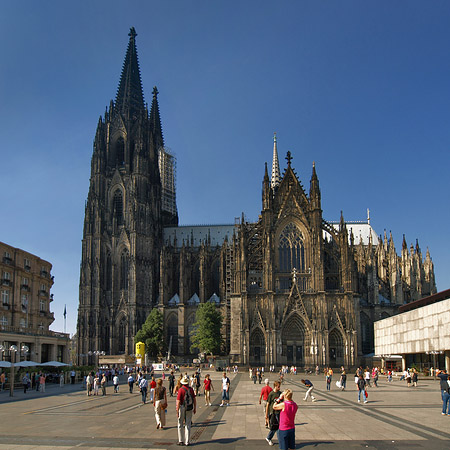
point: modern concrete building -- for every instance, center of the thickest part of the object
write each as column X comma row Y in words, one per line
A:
column 25, row 315
column 420, row 333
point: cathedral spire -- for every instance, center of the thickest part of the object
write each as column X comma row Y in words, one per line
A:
column 130, row 98
column 276, row 176
column 155, row 120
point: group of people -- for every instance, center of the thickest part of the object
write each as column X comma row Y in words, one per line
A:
column 279, row 413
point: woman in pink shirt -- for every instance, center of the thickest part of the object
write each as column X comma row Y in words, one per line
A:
column 286, row 430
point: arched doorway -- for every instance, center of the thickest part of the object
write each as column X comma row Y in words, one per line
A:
column 293, row 341
column 336, row 348
column 257, row 347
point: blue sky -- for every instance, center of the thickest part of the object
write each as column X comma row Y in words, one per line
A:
column 361, row 88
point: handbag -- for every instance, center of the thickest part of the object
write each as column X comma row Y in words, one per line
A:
column 274, row 421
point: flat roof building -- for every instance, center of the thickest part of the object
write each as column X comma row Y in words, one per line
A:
column 420, row 333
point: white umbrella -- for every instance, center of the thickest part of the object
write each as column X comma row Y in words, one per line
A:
column 54, row 364
column 26, row 364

########

◆ Aim of the task: Switch every "thickest" in the lines above to "widest" and write the lines out again with nothing else changed. Leave out the pictures.

◆ Response:
point: modern concrete building -- for every instance, center of the widest part of the object
write each as column X comma row Y in words, one per line
A:
column 25, row 315
column 420, row 333
point: cathedral spire -- for every instance, center of the widest part of the object
write each as column X comma row Y in words, one per line
A:
column 130, row 98
column 276, row 176
column 155, row 120
point: group of people -- for every instance, center of the widest part of the object
write each as column X comma row Y in words, one per line
A:
column 279, row 413
point: woman in pink shirt -- for every instance, center of the widest part of the object
write each as column X comma row Y in words, one per line
A:
column 286, row 430
point: arched doorway -- for every instance, center of the widest part of the object
write each as column X comma row Y in words, one per line
A:
column 293, row 341
column 336, row 348
column 257, row 347
point: blue sky -- for every instance, center of the widest part of the object
write each as column X comma row Y in words, one per line
A:
column 361, row 88
point: handbag -- for every instance, center of the widest part of the object
write each as column X comma row Y in words, one per line
A:
column 274, row 421
point: flat roof building -- for every instance, center of the widest part of the object
write each as column X comma row Y in words, one per line
A:
column 420, row 333
point: white umbrella -- for every instance, center of the widest part of the object
write each as column X comma row Y in words, one per line
A:
column 54, row 364
column 26, row 364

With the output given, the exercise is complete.